■ Page extract:

%%

Due to a combination of asset sales and the discontinuance of disappointing drug development programmes, the company was in a state of flux, with no products in commercial production or use. The value of its shares had plummeted from their heights, but it did have a cash pile in excess of $20 million.
In search of a way forward, the board of directors unanimously recommended the sale of the company’s entire issued share capital to a purchaser engaged in developing anti-cancer drugs. Under the deal, shareholders’ interests in the company would be exchanged for shares in the purchaser.
A shareholder meeting was convened and, of those attending, the majority in favour of the proposal was 70.83 per cent by number and 78.49 per cent by value. In those circumstances, the company sought the Court’s approval of a scheme of arrangement to give effect to the proposal.
The application was, however, fiercely resisted by a shareholder who owned a 5.96 per cent stake in the company. It characterised the board’s proposal as a terrible deal and effectively a gamble. It was convinced that liquidation of the company and a return of capital to shareholders was a much better option.
In strongly worded submissions, the objector asserted that the procedure adopted by the company had led to the oppression of minority shareholders and that one large shareholder that was in favour of the scheme should have been precluded from voting at the meeting because it also held shares in the purchaser.

%%

■ Supplied information:

%%

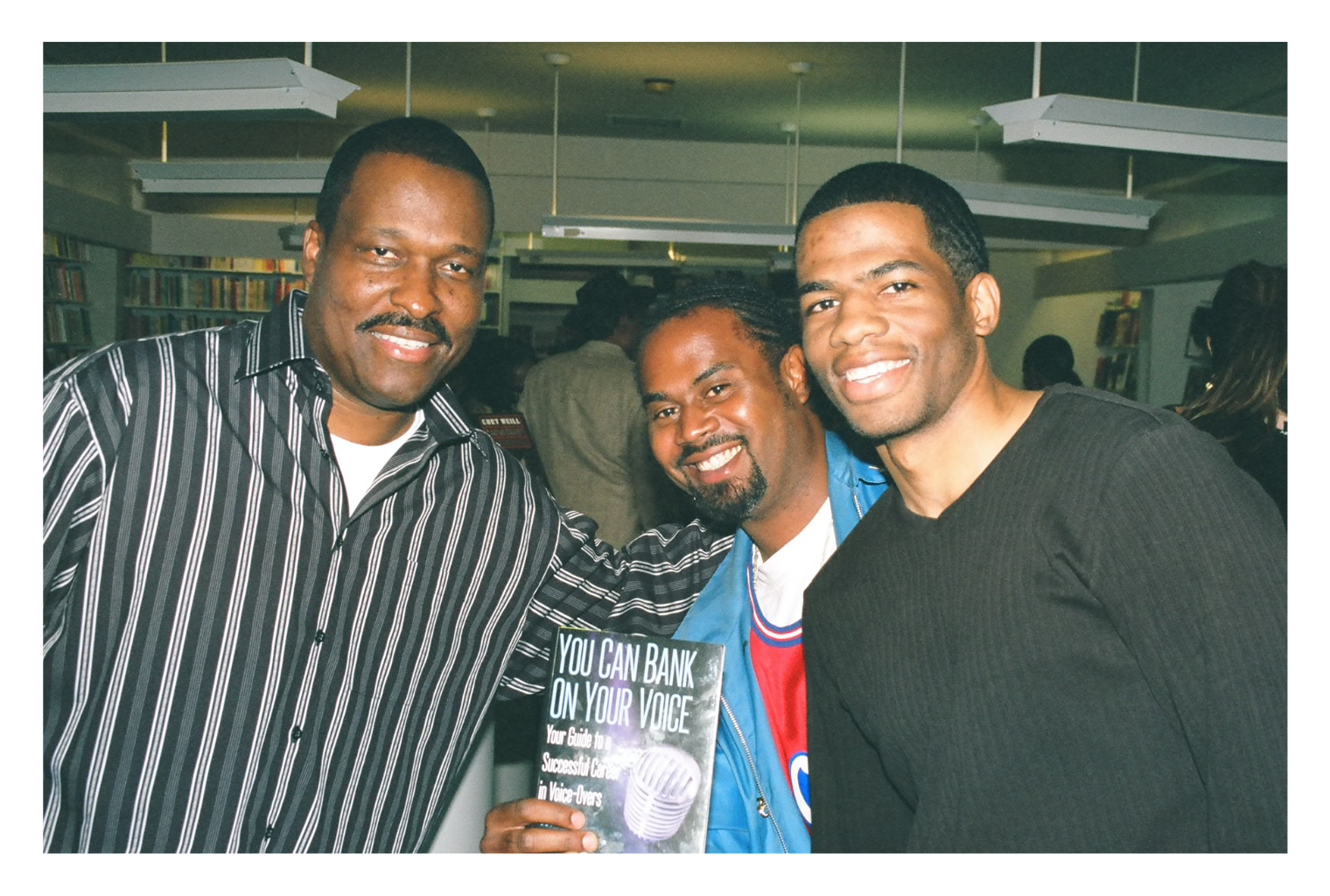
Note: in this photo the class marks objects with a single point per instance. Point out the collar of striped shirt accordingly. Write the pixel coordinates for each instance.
(279, 340)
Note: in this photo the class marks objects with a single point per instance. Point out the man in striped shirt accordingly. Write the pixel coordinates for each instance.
(284, 578)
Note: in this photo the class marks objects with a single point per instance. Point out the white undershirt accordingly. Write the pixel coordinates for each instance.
(780, 580)
(360, 464)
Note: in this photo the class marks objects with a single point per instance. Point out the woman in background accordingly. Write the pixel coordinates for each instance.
(1245, 403)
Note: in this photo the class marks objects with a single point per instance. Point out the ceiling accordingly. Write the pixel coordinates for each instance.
(732, 92)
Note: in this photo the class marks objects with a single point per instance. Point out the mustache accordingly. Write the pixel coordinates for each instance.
(399, 319)
(720, 439)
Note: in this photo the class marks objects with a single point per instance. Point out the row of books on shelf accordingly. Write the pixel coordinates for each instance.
(53, 356)
(64, 284)
(181, 290)
(63, 248)
(66, 325)
(217, 263)
(136, 326)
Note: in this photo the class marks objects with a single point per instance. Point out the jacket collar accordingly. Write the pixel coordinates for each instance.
(279, 340)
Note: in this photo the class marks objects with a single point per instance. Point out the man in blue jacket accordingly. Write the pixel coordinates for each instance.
(729, 410)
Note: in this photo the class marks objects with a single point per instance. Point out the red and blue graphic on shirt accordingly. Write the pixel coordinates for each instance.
(778, 663)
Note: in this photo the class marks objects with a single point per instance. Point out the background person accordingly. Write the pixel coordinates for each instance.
(1245, 403)
(1048, 359)
(585, 417)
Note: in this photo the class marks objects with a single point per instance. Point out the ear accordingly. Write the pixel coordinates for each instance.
(984, 302)
(312, 243)
(794, 374)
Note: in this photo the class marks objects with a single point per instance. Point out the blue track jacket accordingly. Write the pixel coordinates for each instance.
(752, 806)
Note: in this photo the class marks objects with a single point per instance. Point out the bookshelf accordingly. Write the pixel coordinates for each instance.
(171, 293)
(1122, 345)
(66, 326)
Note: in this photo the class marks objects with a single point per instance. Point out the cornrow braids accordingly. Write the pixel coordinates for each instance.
(953, 230)
(770, 322)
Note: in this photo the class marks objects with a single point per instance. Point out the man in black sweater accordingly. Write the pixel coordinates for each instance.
(1066, 627)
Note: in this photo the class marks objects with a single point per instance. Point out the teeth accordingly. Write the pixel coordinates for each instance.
(869, 373)
(399, 340)
(718, 460)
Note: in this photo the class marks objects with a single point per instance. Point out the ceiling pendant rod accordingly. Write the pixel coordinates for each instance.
(788, 130)
(1039, 64)
(486, 113)
(1136, 96)
(409, 79)
(557, 60)
(164, 122)
(900, 108)
(800, 71)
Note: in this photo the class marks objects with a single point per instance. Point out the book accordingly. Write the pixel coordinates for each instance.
(629, 737)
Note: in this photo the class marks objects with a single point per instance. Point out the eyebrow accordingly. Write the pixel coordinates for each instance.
(458, 248)
(877, 273)
(710, 371)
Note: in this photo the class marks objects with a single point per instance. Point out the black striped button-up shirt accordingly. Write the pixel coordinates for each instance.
(233, 661)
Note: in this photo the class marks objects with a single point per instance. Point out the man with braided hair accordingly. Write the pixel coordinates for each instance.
(729, 414)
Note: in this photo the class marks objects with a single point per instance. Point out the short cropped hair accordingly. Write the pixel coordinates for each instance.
(953, 230)
(767, 320)
(424, 138)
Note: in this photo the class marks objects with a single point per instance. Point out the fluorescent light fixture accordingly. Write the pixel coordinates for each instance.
(596, 260)
(668, 230)
(1061, 206)
(1117, 124)
(252, 88)
(246, 177)
(987, 200)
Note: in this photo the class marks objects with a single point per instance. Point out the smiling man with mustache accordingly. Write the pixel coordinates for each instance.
(728, 399)
(284, 575)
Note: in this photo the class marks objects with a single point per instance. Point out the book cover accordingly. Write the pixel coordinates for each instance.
(629, 737)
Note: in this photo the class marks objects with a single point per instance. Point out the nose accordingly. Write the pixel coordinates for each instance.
(419, 291)
(857, 319)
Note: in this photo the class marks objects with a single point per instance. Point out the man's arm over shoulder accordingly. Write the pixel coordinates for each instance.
(1194, 570)
(645, 588)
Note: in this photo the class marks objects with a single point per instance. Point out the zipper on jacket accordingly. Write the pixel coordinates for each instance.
(764, 808)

%%

■ Exercises to complete:
1) Which percentage figures appear in the passage about the disputed company sale?
2) Can you extend the passage about the disputed company sale, starting after its final sentence?

■ Activity answers:
1) 70.83 per cent, 78.49 per cent, 5.96 per cent

2)
In approving the scheme, however, the Court found that the directors had made a judgment call that the proposal offered good prospects of long-term gain and was to be preferred to the liquidation option. There had been real engagement between the board and shareholders and the latter had been provided with sufficient information to make their own choice.
Voting patterns at the meeting indicated that minority shareholders had been treated even-handedly and, although the objector’s views had some weight and merit, other shareholders had taken a different position, which was no less valid for being less vocally expressed. In the circumstances, the Court could detect no grounds on which it could withhold its sanction from the scheme.